Return every line of the material below that contains the string "lawn". Case counts.
* BEGIN Records to process *
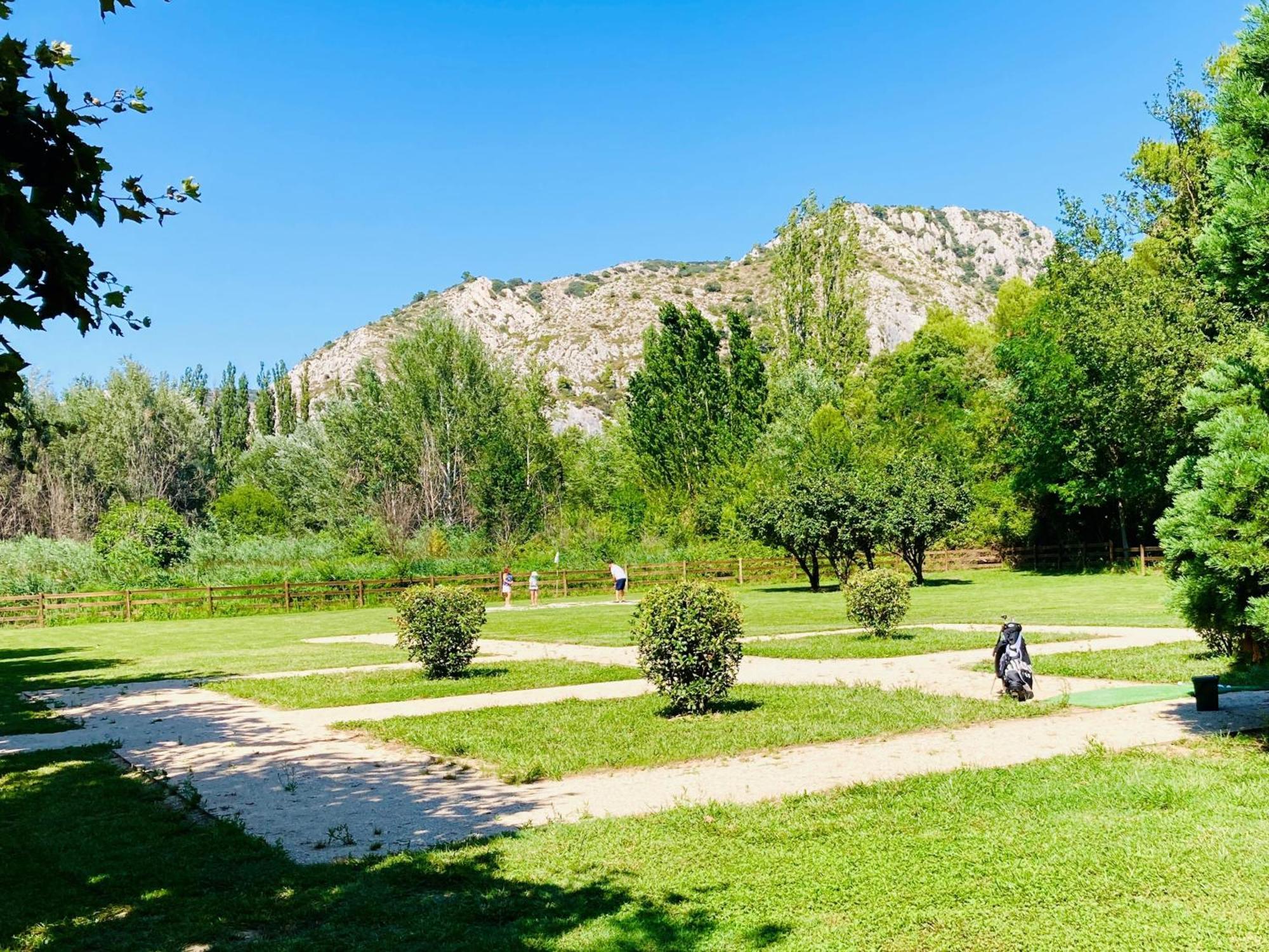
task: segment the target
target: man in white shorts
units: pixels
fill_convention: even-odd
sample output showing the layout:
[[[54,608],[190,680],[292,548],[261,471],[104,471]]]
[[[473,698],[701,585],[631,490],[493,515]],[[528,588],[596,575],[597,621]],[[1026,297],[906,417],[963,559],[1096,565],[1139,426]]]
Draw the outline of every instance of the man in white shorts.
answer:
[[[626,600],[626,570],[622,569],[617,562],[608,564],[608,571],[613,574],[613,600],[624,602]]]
* END Records to process *
* BEGIN Records to process *
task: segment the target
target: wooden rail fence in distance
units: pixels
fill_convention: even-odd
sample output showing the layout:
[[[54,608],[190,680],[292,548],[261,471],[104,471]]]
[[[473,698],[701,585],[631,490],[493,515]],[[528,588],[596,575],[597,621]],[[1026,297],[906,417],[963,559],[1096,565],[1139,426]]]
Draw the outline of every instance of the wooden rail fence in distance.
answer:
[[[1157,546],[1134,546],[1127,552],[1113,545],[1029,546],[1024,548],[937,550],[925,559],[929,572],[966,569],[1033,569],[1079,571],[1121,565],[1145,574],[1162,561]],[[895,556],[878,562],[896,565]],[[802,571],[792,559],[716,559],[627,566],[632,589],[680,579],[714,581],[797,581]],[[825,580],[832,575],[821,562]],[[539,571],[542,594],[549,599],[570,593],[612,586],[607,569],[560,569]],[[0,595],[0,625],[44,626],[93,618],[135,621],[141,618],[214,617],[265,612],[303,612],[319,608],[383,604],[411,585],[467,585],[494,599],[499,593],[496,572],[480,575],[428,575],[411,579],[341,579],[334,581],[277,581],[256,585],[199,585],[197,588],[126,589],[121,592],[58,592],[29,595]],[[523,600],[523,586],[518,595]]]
* END Records to process *
* BEGIN Records to process *
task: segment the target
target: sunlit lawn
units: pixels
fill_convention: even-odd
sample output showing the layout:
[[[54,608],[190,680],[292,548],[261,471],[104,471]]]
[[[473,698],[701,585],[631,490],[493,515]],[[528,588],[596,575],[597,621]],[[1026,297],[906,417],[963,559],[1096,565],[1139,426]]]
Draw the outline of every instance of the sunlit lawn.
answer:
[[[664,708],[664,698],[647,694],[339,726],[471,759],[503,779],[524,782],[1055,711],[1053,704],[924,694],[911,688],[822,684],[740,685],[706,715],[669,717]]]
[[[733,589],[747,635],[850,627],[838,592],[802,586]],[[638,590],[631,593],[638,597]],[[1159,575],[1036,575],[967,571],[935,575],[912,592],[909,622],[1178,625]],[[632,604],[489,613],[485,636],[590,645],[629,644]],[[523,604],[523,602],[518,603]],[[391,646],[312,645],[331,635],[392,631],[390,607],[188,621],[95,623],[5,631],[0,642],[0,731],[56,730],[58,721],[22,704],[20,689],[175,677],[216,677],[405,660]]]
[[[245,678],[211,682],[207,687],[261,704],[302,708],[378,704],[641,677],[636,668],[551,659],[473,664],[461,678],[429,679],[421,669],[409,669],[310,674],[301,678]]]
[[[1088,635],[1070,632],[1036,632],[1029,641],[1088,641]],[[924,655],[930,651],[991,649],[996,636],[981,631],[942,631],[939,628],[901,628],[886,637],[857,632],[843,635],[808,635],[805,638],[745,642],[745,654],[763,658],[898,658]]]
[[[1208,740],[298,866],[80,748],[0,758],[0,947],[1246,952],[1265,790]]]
* END Records to process *
Final answer
target: sunlit lawn
Draw the outline of every instance of the sunlit lawn.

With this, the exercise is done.